▶ [Records provided]:
........

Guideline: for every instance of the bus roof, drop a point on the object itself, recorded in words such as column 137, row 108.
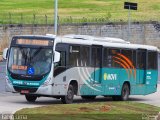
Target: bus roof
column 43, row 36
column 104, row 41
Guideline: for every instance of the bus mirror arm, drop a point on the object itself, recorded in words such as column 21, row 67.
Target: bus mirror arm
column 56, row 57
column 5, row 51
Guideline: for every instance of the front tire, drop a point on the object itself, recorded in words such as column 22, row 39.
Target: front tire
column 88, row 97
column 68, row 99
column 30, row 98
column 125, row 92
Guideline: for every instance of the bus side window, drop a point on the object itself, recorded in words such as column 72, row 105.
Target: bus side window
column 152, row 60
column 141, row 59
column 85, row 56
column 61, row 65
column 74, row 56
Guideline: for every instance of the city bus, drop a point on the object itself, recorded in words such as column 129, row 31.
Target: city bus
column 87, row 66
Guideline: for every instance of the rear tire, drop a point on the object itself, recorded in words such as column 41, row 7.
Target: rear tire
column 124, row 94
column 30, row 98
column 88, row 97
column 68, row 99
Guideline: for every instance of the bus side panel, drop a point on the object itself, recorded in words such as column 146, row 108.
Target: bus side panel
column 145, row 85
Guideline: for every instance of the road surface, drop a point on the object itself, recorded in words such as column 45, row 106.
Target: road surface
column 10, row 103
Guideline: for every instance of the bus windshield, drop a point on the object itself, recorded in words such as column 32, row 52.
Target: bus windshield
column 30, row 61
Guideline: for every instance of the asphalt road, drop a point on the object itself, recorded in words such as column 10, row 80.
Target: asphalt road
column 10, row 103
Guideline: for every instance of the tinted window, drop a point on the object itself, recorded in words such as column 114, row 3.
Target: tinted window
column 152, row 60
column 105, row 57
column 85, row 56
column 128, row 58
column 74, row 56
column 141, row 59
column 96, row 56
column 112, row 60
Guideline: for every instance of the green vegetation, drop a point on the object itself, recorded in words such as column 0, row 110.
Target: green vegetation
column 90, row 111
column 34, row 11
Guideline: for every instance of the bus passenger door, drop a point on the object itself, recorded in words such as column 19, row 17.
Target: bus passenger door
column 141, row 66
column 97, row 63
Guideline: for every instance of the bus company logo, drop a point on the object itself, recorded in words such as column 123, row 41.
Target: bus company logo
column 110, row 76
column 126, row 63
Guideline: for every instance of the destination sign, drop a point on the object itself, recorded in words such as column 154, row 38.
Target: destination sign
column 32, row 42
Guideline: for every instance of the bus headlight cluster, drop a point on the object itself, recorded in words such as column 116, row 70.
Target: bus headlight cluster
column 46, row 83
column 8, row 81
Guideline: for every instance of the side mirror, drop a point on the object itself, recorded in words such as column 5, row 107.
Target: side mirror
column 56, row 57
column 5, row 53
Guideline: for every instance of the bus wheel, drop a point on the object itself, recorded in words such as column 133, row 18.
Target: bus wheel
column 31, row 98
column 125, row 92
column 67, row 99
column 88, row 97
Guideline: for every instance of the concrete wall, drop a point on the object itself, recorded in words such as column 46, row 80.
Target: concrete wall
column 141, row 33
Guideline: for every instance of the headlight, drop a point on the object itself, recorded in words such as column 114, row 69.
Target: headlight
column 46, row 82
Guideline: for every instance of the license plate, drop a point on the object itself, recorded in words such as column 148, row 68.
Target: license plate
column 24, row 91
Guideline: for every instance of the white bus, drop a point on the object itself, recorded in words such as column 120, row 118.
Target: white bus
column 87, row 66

........

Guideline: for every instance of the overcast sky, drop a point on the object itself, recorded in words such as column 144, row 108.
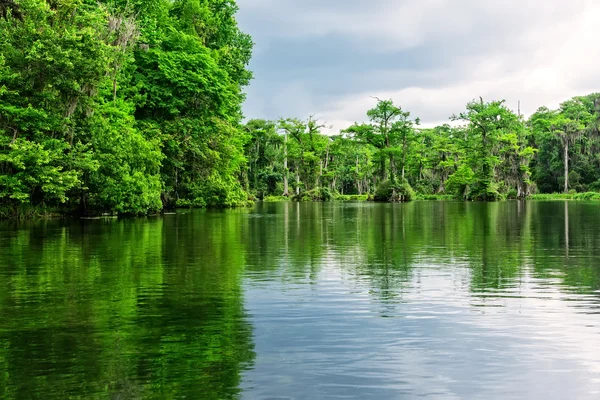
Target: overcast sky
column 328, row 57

........

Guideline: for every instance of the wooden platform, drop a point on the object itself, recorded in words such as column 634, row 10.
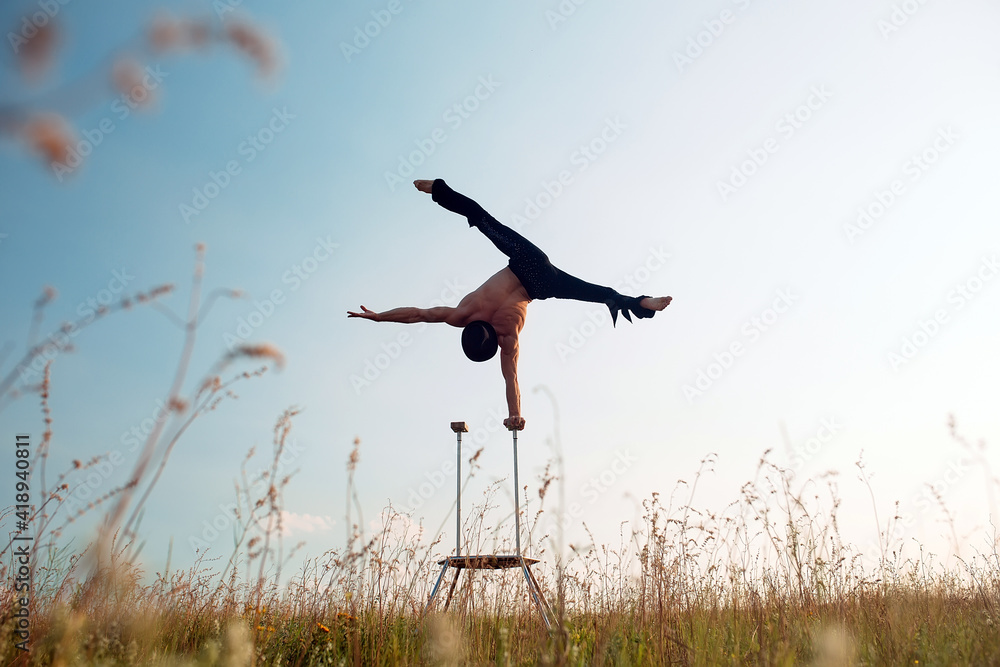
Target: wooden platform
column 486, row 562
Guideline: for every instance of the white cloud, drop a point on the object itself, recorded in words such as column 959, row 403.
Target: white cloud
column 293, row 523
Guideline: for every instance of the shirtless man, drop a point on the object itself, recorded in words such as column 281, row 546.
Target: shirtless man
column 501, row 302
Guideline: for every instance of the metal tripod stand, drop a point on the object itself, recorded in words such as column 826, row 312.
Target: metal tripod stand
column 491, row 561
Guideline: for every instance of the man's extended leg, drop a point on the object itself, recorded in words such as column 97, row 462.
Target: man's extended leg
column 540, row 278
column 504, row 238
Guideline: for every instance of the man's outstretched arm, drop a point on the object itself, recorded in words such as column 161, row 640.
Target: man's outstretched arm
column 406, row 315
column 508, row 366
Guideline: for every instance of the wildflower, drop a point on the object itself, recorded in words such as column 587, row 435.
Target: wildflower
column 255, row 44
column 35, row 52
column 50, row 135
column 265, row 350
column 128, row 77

........

▶ [To do]: Can you rewrite the stretch of lines from the one containing "Guideline: for every instance of the man's extended" through the one containing "column 508, row 366", putting "bent" wherever "extended" appears and keeping everything else as it is?

▶ [Solution below]:
Guideline: for every instance of the man's bent leg, drop a point on the object itself, recorded in words such as column 97, row 462.
Target: man's bent leg
column 540, row 278
column 504, row 238
Guideline: for every instance of the man's outstretched arm, drop a point on the object itself, recorded in words such as column 161, row 640.
Target: man's outstretched arm
column 406, row 315
column 508, row 366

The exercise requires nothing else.